* _CONSIGNA A_
Extrae de las filas, sin alterar nada, las líneas comprendidas entre la que contiene "person in orange" y el final de las filas, ambas incluidas.

Estos «combatientes del pueblo» jamás serán designados como terroristas por los occidentales. A lo máximo los llamaron «rebeldes» cierta vez que se les ocurrió derribar un avión de las líneas aéreas de Afganistán con cohetes ingleses y de EE.? UU.
En septiembre del 87, el presidente pro-soviético Babrak Karmal dimite y el general Nayibulá lo sustituye. Al amparo de Gorbachov, trata de iniciar un proceso de pacificación que los muyahidines rechazan. El ejército soviético abandona Afganistán entre agosto de 1988 y febrero de 1989, dejando al país en manos de varias bandas rivales. Se producen enfrentamientos entre los muyahidines y las fuerzas gubernamentales, así como entre las quince regiones y grupos armados, algunos de ellos chiíes y otros suníes. En mayo de 1992, derrotado el ejército del general Nayibulá, los muyahidines entran en Kabul. Los campos de Afganistán y de Pakistán sirven ahora para el entrenamiento de las fuerzas que se oponen a los musulmanes moderados (la Alianza del Norte ) y de las que participan en la guerra de Chechenia, apoyadas por la CIA.

* _CONSIGNA B_
Copia sin cambios el fragmento del pasaje sobre Afganistán que va de "En septiembre del" a "por la CIA.".

Filas de origen:

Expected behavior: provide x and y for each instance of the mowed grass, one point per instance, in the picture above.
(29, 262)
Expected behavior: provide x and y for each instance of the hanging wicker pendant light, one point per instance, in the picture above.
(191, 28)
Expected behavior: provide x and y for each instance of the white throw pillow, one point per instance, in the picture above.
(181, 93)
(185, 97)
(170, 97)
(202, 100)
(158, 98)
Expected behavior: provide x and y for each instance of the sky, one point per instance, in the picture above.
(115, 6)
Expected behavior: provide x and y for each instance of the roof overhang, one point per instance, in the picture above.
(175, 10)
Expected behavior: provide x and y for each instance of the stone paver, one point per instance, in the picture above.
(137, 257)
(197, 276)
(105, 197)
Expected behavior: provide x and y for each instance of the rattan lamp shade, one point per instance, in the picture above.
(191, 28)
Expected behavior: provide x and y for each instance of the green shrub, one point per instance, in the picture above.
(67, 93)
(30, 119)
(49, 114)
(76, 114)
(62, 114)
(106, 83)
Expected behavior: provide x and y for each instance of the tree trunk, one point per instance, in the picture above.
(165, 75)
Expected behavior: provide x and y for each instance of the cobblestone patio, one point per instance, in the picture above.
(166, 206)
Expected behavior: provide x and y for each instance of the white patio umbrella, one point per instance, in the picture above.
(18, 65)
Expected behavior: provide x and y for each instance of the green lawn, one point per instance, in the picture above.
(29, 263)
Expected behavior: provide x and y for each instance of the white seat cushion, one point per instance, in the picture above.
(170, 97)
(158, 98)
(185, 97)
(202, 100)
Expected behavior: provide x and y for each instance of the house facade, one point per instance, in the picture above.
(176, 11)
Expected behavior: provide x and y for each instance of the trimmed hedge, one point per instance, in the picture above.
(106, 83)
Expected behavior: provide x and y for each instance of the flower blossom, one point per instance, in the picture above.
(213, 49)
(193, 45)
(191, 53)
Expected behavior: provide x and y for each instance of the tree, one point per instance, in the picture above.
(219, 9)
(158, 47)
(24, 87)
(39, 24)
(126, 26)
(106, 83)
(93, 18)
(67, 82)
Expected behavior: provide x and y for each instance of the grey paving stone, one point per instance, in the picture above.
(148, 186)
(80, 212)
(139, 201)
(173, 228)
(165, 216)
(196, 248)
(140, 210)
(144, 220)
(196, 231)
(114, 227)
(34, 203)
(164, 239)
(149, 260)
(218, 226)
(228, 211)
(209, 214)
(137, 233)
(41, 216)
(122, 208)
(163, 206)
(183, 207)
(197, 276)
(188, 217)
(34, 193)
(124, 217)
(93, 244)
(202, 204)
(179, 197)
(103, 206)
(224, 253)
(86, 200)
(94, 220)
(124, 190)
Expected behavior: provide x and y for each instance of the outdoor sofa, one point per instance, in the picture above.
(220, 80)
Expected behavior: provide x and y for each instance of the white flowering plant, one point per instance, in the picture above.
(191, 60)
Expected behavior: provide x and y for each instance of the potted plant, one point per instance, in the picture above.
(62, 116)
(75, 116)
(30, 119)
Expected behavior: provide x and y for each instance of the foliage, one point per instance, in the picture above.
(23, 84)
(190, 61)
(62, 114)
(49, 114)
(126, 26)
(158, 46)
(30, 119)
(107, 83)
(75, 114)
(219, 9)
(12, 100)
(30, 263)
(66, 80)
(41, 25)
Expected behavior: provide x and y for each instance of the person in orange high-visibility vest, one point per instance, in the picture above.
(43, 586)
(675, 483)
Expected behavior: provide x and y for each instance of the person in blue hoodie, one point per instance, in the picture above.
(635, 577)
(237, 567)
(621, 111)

* _RESPUESTA ESCRITA A_
Expected behavior: provide x and y for each instance of the person in orange high-visibility vest, one point per instance, in the picture above.
(43, 586)
(675, 483)
Expected behavior: provide x and y for each instance of the person in blue hoodie, one point per instance, in the picture above.
(635, 577)
(237, 567)
(621, 111)

* _RESPUESTA ESCRITA B_
En septiembre del 87, el presidente pro-soviético Babrak Karmal dimite y el general Nayibulá lo sustituye. Al amparo de Gorbachov, trata de iniciar un proceso de pacificación que los muyahidines rechazan. El ejército soviético abandona Afganistán entre agosto de 1988 y febrero de 1989, dejando al país en manos de varias bandas rivales. Se producen enfrentamientos entre los muyahidines y las fuerzas gubernamentales, así como entre las quince regiones y grupos armados, algunos de ellos chiíes y otros suníes. En mayo de 1992, derrotado el ejército del general Nayibulá, los muyahidines entran en Kabul. Los campos de Afganistán y de Pakistán sirven ahora para el entrenamiento de las fuerzas que se oponen a los musulmanes moderados (la Alianza del Norte ) y de las que participan en la guerra de Chechenia, apoyadas por la CIA.